──────── SOURCE TEXT
My use is often a box cut into sheetrock but more often a door switch or contacts recessed into hardwood as well as cutting baseboard for similar things.

Cutting plaster is rare for me.


----------



## Majewski (Jan 8, 2016)

HackWork said:


> It says quick change and tool free lol.
> 
> It's much easier than my Rockwell which is all that I care about.


Sure its a step up but it aint no dewalt quick change!


----------



## drspec (Sep 29, 2012)

if mine ever gets here Ill let you know

seems like Fed Ex is holding my package hostage


----------



## Southeast Power (Jan 18, 2009)

HackWork said:


> In the past many people here have said that the M12 oscillating tool didn't have much power and it only lasted for 10 minutes or so. But i haven't seen much talk about the M18 model.
> 
> I use my oscillating tool for plaster and wood, never drywall. So I need it to be pretty powerful and last for a while, since I often use it to cut out panel openings in plaster walls which can be large and take some time.
> 
> I have been using an original Rockwell Sonicrafter this whole time and like it a lot, it has plenty of power and works well. But I am debating a battery model, and since I now have M18 batteries (5.0 and 6.0) I am wondering if that would be a good choice.


I bought the 12 volt tool a while back.
Its a total piece of crap.
I would suggest avoiding it.


----------



## wcord (Jan 23, 2011)

HackWork said:


> Are you using wood or metal blades on plaster?


get the Bosch OSC114c for plaster, like the proverbial hot knife thru butter.
Just finished cutting thru ceramic tile for an outlet that was not on the prints.


----------



## Majewski (Jan 8, 2016)

I'm loving imperial blades.


----------



## HackWork (Oct 2, 2009)

wcord said:


> get the Bosch OSC114c for plaster, like the proverbial hot knife thru butter.
> Just finished cutting thru ceramic tile for an outlet that was not on the prints.


Oh yeah?
────────────────
──────── RECORDED INFORMATION
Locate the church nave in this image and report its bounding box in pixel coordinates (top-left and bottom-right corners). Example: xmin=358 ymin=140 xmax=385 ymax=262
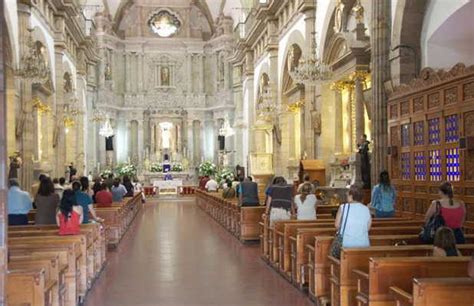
xmin=86 ymin=199 xmax=313 ymax=306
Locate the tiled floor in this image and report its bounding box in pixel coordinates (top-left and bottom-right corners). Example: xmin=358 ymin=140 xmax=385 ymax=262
xmin=86 ymin=200 xmax=313 ymax=306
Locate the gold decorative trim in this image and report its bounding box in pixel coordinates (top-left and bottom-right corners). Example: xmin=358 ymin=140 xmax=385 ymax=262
xmin=392 ymin=63 xmax=474 ymax=97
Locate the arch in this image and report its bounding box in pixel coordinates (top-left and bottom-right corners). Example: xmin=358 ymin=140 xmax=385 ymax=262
xmin=421 ymin=0 xmax=474 ymax=68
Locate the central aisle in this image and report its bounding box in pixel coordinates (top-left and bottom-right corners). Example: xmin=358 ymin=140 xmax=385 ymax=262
xmin=86 ymin=199 xmax=313 ymax=306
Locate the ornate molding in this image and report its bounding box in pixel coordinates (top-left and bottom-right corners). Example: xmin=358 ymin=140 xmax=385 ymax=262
xmin=390 ymin=63 xmax=474 ymax=98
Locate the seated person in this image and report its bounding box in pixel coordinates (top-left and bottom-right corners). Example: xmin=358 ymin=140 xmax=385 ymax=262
xmin=205 ymin=178 xmax=219 ymax=192
xmin=239 ymin=176 xmax=260 ymax=207
xmin=95 ymin=183 xmax=113 ymax=207
xmin=56 ymin=189 xmax=84 ymax=235
xmin=222 ymin=180 xmax=235 ymax=199
xmin=111 ymin=178 xmax=127 ymax=202
xmin=433 ymin=226 xmax=462 ymax=257
xmin=7 ymin=178 xmax=33 ymax=225
xmin=294 ymin=183 xmax=318 ymax=220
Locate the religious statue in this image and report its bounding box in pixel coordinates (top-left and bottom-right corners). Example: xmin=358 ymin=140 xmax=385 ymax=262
xmin=311 ymin=110 xmax=321 ymax=135
xmin=352 ymin=0 xmax=364 ymax=23
xmin=334 ymin=0 xmax=345 ymax=33
xmin=160 ymin=67 xmax=170 ymax=86
xmin=8 ymin=152 xmax=22 ymax=179
xmin=358 ymin=134 xmax=371 ymax=189
xmin=104 ymin=63 xmax=112 ymax=81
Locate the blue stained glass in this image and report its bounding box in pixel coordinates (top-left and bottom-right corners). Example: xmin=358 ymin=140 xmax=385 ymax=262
xmin=414 ymin=152 xmax=426 ymax=181
xmin=401 ymin=124 xmax=410 ymax=147
xmin=413 ymin=121 xmax=425 ymax=146
xmin=428 ymin=118 xmax=441 ymax=144
xmin=446 ymin=148 xmax=461 ymax=181
xmin=429 ymin=150 xmax=443 ymax=182
xmin=402 ymin=153 xmax=411 ymax=180
xmin=444 ymin=114 xmax=459 ymax=142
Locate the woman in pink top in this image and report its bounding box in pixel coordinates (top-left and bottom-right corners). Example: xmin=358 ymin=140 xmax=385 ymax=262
xmin=425 ymin=182 xmax=466 ymax=244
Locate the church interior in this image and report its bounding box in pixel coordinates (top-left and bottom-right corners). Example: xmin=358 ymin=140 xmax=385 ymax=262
xmin=0 ymin=0 xmax=474 ymax=306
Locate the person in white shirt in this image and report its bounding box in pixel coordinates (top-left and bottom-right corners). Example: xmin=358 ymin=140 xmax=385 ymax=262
xmin=295 ymin=183 xmax=317 ymax=220
xmin=205 ymin=178 xmax=219 ymax=192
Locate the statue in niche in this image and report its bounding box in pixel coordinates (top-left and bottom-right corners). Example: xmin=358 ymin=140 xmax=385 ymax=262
xmin=63 ymin=72 xmax=72 ymax=93
xmin=160 ymin=67 xmax=170 ymax=86
xmin=334 ymin=0 xmax=345 ymax=33
xmin=104 ymin=63 xmax=112 ymax=81
xmin=352 ymin=0 xmax=364 ymax=23
xmin=311 ymin=110 xmax=321 ymax=135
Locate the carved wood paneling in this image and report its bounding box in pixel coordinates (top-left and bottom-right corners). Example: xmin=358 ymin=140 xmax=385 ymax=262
xmin=388 ymin=64 xmax=474 ymax=221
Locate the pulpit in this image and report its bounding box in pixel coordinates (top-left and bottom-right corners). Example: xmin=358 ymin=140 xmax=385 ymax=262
xmin=299 ymin=159 xmax=326 ymax=186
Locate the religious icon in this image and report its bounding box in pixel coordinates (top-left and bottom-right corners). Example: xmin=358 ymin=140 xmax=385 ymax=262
xmin=160 ymin=67 xmax=170 ymax=86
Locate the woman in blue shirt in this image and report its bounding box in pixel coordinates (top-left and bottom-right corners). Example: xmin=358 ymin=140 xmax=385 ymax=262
xmin=371 ymin=171 xmax=397 ymax=218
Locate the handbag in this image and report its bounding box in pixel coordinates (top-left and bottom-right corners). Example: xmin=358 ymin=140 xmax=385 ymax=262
xmin=330 ymin=204 xmax=351 ymax=259
xmin=418 ymin=201 xmax=445 ymax=244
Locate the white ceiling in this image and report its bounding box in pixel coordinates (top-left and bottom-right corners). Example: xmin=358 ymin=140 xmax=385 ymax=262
xmin=85 ymin=0 xmax=244 ymax=22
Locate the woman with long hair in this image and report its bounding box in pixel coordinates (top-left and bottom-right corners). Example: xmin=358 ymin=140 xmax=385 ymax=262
xmin=370 ymin=171 xmax=397 ymax=218
xmin=35 ymin=177 xmax=60 ymax=224
xmin=425 ymin=182 xmax=466 ymax=244
xmin=295 ymin=183 xmax=317 ymax=220
xmin=336 ymin=185 xmax=372 ymax=248
xmin=56 ymin=189 xmax=84 ymax=235
xmin=433 ymin=226 xmax=461 ymax=257
xmin=265 ymin=176 xmax=295 ymax=226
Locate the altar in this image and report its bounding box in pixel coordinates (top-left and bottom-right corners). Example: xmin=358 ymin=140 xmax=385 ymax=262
xmin=153 ymin=179 xmax=183 ymax=195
────────────────
PROBLEM A
Can you return, unchanged, the part of the entries that opens with the line containing "Locate the religious icon" and runs through the last of the entries, with both ends included?
PROBLEM B
Can you resume the forum thread about oscillating tools, picking up right after its final post?

TASK OUTPUT A
Locate the religious icon in this image and report its bounding box in pixel coordinates (top-left and bottom-right corners). Example: xmin=358 ymin=140 xmax=385 ymax=262
xmin=160 ymin=67 xmax=170 ymax=86
Locate the woman in blue shirt in this image and report its bounding box in pixel coordinates (top-left and bottom-right corners). Example: xmin=358 ymin=140 xmax=385 ymax=262
xmin=371 ymin=171 xmax=397 ymax=218
Locate the handbag in this image and report its bounding box in pixel coordinates (top-left and bottom-right corners). Example: xmin=358 ymin=140 xmax=385 ymax=262
xmin=330 ymin=204 xmax=351 ymax=259
xmin=418 ymin=201 xmax=445 ymax=244
Locate the white ceiling in this image and report its bounding box in pixel coordinates (top-left and bottom-right corners). Example: xmin=358 ymin=140 xmax=385 ymax=262
xmin=85 ymin=0 xmax=244 ymax=22
Locate the woman with long hair in this image and report its bounding box in pixel coordinates (top-left and bottom-right corners). Example: xmin=358 ymin=140 xmax=385 ymax=262
xmin=370 ymin=171 xmax=397 ymax=218
xmin=35 ymin=177 xmax=60 ymax=224
xmin=425 ymin=182 xmax=466 ymax=244
xmin=295 ymin=183 xmax=317 ymax=220
xmin=336 ymin=185 xmax=372 ymax=248
xmin=56 ymin=189 xmax=84 ymax=235
xmin=433 ymin=226 xmax=461 ymax=257
xmin=265 ymin=176 xmax=295 ymax=226
Locate the altar in this image and report its bounding box in pixel coordinates (top-left and bottom-right corners). Example: xmin=358 ymin=140 xmax=385 ymax=262
xmin=153 ymin=179 xmax=183 ymax=195

TASK OUTPUT B
I have been using grit blades for plaster because toothed blades always dulled quickly. But I will give that Bosch blade a try.


----------



## Majewski (Jan 8, 2016)

Here's my office today!


----------



## HackWork (Oct 2, 2009)

Majewski, I found out that if you need to use the screwdriver it is because you are tightening the screw too much. They said not to make it tight at all, the flipper on the back locks it.


----------



## Majewski (Jan 8, 2016)

Yeah good luck with that. It's a tool that vibrates. That chit comes loose in time.


----------



## HackWork (Oct 2, 2009)

I looked into it and I am just repeating what all the other users said. 

If I were you, I would throw a small screwdriver into one of your blade cases so it's always there and easy to get to.


----------



## Majewski (Jan 8, 2016)

Small doesn't cut it anymore. Still an awesome must have tool in my book!


----------



## Jhellwig (Jun 18, 2014)

Majewski said:


> Yeah good luck with that. It's a tool that vibrates. That chit comes loose in time.


Mine doesn't come loose and all I ever do is finger tighten the screw. I use it to cut oil filters open a lot. I tried cutting some 3/0 copper and it was just to slow. It works awsome for cutting apart the plastic quick fittings gm likes to use on vehicles.


----------



## telsa (May 22, 2015)

Majewski said:


> Here's my office today!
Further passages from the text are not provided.